There is no solution to indebtedness and the inevitable and painful process of deleveraging, so lean back and protect yourself like Muhammad Ali and the US Congress.

In the Rumble in the Jungle, the famous 1974 world heavyweight title boxing match in the oxymoronically named Democratic Republic of Congo between Muhammad Ali and George Foreman, Ali created the term ‘rope-a-dope’ to describe the secret strategy he used against his bigger and more powerful opponent.

After a few rounds of trying to go toe to toe with Foreman, Ali was getting the worst of it. He decided to hang back on the elastic ropes, which acted as shock absorbers, deflecting the champ’s blows until Foreman was exhausted. All the time Ali taunted his opponent. "They told me you could punch, George!" In the eighth round he moved in to land the knockout blow.

I was reminded of this particular rumble by the failure of the recent US congressional super committee. The problem was that both sides were playing rope-a-dope, which only works if one of the combatants follows a different strategy. In fact, the 12 Solons were so committed to this tactic that they did not meet in the month preceding their late November deadline. President Barack Obama also played rope-a-dope by staying out of town, although he did make a few calls from Bali to see how things were going.

It is not difficult to imagine my senator, mister John Kerry, lingering sullenly on his yacht, but in truth it is not clear where he was. He does not appear in the Congressional Record even once in the month to date even though the Senate was in almost daily session. Kerry’s boat, by the way, is called Scaramouche. Unfortunately there are even more roguish clowns in Congress than on the waters of Nantucket Sound.

There is a strong argument in favour of playing rope-a-dope in the current crisis: there is no solution that will work, so why should a politician stick his neck out by promoting any one of the doomed options? Any solution must be politically acceptable, but none of them is. Financial conditions in most developed countries are very bad and declining rapidly. We have passed the point of no return.
━━━
▶ [THE TASKS]:
• A. According to the rope-a-dope piece, what is the name of John Kerry's boat?
• B. Reproduce, word for word, the section of the rope-a-dope piece that opens with the words containing "There is a strong" and closes with "of no return.".
Rely only on the rope-a-dope piece for this work.
━━━
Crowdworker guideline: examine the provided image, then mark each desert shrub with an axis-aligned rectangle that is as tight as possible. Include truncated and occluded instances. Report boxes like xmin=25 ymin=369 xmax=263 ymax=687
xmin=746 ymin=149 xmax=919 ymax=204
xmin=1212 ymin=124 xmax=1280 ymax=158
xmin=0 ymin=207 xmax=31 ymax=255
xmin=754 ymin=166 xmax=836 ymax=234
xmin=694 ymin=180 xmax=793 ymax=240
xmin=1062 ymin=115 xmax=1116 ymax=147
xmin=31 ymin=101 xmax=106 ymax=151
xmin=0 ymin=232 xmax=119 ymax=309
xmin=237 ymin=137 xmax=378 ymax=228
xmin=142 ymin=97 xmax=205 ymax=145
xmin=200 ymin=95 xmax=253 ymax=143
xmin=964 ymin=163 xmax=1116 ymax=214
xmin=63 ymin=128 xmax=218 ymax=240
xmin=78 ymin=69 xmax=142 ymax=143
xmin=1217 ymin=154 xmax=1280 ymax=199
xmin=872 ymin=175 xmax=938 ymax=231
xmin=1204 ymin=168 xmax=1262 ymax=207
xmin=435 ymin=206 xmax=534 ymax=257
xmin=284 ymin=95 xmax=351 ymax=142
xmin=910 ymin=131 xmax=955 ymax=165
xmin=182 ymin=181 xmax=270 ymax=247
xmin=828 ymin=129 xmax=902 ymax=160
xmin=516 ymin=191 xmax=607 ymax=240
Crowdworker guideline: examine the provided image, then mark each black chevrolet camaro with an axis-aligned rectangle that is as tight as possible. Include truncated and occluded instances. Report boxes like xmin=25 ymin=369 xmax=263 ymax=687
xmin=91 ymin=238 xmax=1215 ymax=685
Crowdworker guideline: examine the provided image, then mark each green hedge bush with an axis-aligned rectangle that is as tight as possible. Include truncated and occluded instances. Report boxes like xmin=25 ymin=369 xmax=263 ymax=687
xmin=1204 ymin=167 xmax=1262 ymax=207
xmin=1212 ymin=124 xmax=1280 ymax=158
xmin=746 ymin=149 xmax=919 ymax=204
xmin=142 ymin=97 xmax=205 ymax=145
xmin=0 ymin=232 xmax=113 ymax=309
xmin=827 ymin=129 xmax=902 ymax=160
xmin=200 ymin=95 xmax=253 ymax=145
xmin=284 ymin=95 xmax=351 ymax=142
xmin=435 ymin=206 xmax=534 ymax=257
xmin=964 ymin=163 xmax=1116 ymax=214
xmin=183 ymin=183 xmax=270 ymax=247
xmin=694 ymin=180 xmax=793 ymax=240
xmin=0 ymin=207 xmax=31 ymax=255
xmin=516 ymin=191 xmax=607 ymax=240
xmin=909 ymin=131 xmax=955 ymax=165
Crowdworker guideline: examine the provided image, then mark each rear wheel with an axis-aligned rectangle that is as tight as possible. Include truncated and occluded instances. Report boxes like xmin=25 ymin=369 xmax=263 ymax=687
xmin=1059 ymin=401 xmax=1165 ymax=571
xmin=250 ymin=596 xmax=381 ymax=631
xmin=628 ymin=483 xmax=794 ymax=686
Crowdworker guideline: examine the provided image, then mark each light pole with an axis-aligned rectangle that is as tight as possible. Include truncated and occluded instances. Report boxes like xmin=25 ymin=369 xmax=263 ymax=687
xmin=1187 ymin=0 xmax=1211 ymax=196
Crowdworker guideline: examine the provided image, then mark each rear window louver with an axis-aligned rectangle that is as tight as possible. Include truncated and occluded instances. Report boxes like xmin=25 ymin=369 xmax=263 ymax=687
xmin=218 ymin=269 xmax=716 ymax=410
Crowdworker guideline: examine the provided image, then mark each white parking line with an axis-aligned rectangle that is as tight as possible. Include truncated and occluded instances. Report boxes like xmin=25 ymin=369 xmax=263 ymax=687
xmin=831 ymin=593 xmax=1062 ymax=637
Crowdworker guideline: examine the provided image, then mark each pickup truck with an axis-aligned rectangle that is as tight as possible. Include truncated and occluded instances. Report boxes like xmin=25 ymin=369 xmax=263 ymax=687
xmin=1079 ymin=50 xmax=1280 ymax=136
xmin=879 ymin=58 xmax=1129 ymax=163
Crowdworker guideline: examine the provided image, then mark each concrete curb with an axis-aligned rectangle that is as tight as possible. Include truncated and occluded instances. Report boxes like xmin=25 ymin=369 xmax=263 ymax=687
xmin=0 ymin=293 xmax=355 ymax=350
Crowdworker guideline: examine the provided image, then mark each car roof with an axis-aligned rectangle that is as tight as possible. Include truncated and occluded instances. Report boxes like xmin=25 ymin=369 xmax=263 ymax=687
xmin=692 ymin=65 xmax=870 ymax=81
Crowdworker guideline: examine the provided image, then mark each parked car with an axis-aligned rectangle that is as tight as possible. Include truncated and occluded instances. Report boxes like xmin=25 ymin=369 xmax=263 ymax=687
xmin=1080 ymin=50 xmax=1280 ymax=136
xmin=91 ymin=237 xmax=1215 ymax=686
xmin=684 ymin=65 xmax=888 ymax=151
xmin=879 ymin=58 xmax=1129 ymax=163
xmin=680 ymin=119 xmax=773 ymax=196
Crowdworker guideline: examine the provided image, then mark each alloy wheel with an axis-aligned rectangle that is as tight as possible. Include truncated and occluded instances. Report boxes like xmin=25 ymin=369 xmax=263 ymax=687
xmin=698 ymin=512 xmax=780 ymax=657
━━━
▶ [PER-TASK ANSWERS]:
• A. Scaramouche.

• B.
There is a strong argument in favour of playing rope-a-dope in the current crisis: there is no solution that will work, so why should a politician stick his neck out by promoting any one of the doomed options? Any solution must be politically acceptable, but none of them is. Financial conditions in most developed countries are very bad and declining rapidly. We have passed the point of no return.